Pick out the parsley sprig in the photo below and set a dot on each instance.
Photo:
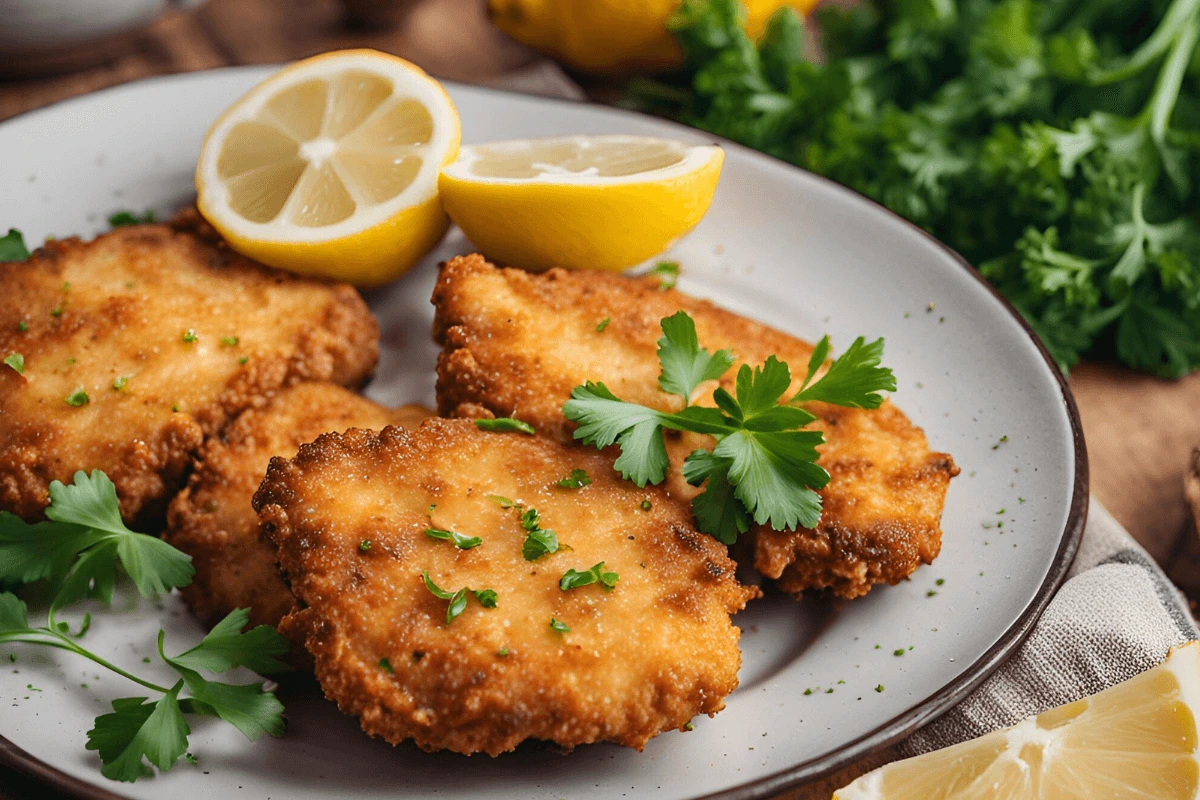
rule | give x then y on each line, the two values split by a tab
598	573
486	597
539	541
76	551
1054	143
763	467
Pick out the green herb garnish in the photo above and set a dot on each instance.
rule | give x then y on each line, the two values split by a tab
667	272
129	218
539	541
573	579
12	247
77	398
505	425
77	551
576	480
460	541
765	464
486	597
1051	143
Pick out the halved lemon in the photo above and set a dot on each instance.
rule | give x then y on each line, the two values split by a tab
582	202
329	167
1134	740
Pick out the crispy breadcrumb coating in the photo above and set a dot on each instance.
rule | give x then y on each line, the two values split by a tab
213	519
515	344
159	335
349	515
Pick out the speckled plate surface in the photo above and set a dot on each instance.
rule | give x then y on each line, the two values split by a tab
779	245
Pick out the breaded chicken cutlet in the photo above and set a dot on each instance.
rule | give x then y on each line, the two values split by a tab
139	343
213	519
351	516
516	344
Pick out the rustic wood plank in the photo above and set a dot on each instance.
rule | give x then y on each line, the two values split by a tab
173	43
450	38
1140	432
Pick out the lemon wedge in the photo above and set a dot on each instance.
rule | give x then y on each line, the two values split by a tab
1134	740
329	167
583	202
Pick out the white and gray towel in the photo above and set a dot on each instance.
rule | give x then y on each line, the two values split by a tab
1115	617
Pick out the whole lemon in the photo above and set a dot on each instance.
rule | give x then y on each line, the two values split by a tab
611	36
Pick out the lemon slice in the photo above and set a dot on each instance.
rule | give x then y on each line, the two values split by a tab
329	167
583	202
1135	740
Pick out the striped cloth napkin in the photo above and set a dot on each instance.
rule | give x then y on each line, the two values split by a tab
1115	617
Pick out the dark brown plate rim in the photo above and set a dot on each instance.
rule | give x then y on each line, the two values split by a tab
887	734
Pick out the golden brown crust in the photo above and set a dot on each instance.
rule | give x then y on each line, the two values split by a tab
639	660
118	307
515	344
213	519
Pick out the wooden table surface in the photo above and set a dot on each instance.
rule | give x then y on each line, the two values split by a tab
1140	431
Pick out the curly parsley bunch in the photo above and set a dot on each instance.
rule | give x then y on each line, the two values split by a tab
1050	142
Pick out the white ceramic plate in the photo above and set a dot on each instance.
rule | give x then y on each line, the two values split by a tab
779	245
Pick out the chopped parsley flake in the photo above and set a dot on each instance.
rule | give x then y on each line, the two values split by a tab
77	398
573	579
12	246
505	425
539	541
667	274
486	597
460	541
576	480
123	218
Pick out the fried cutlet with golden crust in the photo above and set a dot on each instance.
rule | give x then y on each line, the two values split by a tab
349	515
141	342
515	344
213	519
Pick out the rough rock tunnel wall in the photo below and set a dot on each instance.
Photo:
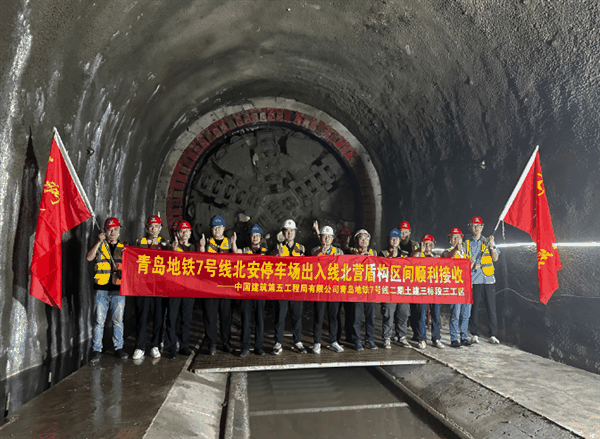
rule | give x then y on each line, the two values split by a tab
430	89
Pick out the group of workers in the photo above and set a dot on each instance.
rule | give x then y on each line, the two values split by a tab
177	311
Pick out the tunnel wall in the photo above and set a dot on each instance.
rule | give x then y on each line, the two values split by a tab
448	98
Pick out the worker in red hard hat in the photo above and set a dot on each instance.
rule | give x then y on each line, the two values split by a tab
482	252
362	238
426	251
180	306
460	312
146	304
346	320
108	253
393	313
407	247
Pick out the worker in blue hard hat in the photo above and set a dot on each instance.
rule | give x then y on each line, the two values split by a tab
253	307
218	243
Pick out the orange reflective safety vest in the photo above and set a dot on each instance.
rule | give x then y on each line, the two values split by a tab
487	263
214	248
105	272
297	250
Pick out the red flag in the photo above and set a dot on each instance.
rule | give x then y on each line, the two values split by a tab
63	207
528	210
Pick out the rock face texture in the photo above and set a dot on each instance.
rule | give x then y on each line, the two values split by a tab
448	99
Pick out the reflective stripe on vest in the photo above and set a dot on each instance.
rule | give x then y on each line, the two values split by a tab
297	250
104	269
387	254
458	255
249	251
487	263
214	248
371	252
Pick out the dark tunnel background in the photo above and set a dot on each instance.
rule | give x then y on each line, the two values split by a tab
430	90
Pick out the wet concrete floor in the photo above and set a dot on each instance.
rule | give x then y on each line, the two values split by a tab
329	403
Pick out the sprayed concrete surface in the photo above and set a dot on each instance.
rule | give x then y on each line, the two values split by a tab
448	99
484	388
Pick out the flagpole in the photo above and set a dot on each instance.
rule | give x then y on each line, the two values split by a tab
74	175
519	184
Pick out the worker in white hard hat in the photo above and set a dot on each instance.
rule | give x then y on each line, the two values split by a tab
326	249
289	247
362	239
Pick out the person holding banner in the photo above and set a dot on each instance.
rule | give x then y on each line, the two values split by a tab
144	303
218	243
407	247
253	307
108	252
326	248
289	247
460	313
394	313
426	251
482	253
362	239
180	307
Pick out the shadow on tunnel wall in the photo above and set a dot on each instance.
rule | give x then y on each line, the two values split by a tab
567	329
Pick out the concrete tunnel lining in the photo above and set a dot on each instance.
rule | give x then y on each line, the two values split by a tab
429	89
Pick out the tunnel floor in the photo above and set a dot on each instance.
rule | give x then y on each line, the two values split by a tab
115	398
330	403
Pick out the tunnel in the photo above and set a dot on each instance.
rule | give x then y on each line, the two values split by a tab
354	113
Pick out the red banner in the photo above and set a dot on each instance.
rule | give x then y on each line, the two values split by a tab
347	278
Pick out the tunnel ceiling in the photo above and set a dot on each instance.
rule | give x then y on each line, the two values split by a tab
431	89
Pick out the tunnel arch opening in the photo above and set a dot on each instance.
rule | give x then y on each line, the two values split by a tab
291	160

---+---

> **Stated problem**
Please reproduce every line of the entries from the line containing "Pick out the red banner" through the end of the entries, with both ends included and the requests kept as they are. Scale each point coordinate in the answers by 0.45 and round it to a whole number, with halves rounding up.

> **Answer to the problem**
Pick out the red banner in the photo above and set a dot on each instance.
rule | give x then y on each line, the two values split by a tab
156	125
Pick out the tunnel ceiling in the photo above and set a dot on each instance.
rule | give x then y on each line, the two values split by a tab
194	40
Pick out the tunnel arch opening in the photo above and set a dot on each instance.
rule | give x then y on each line, the two values split by a tab
131	72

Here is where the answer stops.